[PROVIDED TEXT]

“Who’s Winning the Culture War? Corporate America”

David Hopkins NYT oped:

You might say that the winner of the culture wars is neither Democrats nor Republicans. In legislative terms, American corporations have claimed the biggest victories so far.

The growing sectional divide — the coasts and a handful of Midwestern and Mountain West states vote blue, while voters in the culturally conservative heartland of the South and interior West largely vote red — is magnified by winner-take-all electoral rules that concentrate representation in the hands of local partisan majorities. The Alabama Senate race was an exception, but this largely produces a stable arrangement of “red” and “blue” states and districts that seldom deviate from their normal partisan alignments regardless of the individual candidates seeking office….

[/PROVIDED TEXT]
[DATASET EXTRACT]

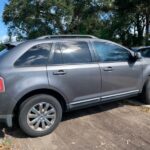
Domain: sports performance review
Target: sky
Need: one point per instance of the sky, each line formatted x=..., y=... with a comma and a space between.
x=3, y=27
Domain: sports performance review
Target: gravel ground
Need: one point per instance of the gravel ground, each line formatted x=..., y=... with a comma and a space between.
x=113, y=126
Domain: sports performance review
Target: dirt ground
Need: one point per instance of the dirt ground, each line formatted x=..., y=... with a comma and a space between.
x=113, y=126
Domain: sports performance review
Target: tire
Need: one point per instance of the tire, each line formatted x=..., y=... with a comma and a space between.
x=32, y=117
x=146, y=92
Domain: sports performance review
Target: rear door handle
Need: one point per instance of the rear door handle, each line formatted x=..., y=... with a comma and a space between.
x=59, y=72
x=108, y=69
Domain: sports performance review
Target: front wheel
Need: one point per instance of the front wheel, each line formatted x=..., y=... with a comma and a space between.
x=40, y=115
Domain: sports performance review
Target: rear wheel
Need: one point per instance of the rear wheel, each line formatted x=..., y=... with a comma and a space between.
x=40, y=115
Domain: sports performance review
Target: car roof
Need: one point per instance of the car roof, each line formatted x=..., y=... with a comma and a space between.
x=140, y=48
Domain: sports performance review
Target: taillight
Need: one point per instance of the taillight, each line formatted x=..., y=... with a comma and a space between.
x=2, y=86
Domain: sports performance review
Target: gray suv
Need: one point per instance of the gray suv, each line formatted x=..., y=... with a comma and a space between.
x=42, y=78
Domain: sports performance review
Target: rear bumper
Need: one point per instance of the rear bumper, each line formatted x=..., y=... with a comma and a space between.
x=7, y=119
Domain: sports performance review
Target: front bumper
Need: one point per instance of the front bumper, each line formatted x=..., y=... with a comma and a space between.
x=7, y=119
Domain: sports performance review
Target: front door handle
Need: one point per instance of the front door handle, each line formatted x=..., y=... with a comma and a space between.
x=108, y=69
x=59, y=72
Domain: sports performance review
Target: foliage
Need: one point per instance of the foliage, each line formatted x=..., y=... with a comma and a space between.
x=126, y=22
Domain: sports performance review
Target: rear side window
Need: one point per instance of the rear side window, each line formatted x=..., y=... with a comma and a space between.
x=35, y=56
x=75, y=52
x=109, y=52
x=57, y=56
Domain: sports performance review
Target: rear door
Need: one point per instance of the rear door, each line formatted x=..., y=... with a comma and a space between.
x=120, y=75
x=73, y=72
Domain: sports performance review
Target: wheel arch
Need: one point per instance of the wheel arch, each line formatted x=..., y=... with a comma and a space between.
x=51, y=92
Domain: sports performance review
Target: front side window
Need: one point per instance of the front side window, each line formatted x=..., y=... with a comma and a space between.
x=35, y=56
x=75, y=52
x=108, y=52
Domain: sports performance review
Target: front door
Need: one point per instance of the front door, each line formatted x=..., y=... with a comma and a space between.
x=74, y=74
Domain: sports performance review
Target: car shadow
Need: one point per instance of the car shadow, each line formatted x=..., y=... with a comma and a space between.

[/DATASET EXTRACT]

→ ASSIGNMENT
Copy out the passage of the culture war op-ed from "You might say" to "victories so far.", keeping every word and mark unchanged.

→ RESULT OF THIS TASK
You might say that the winner of the culture wars is neither Democrats nor Republicans. In legislative terms, American corporations have claimed the biggest victories so far.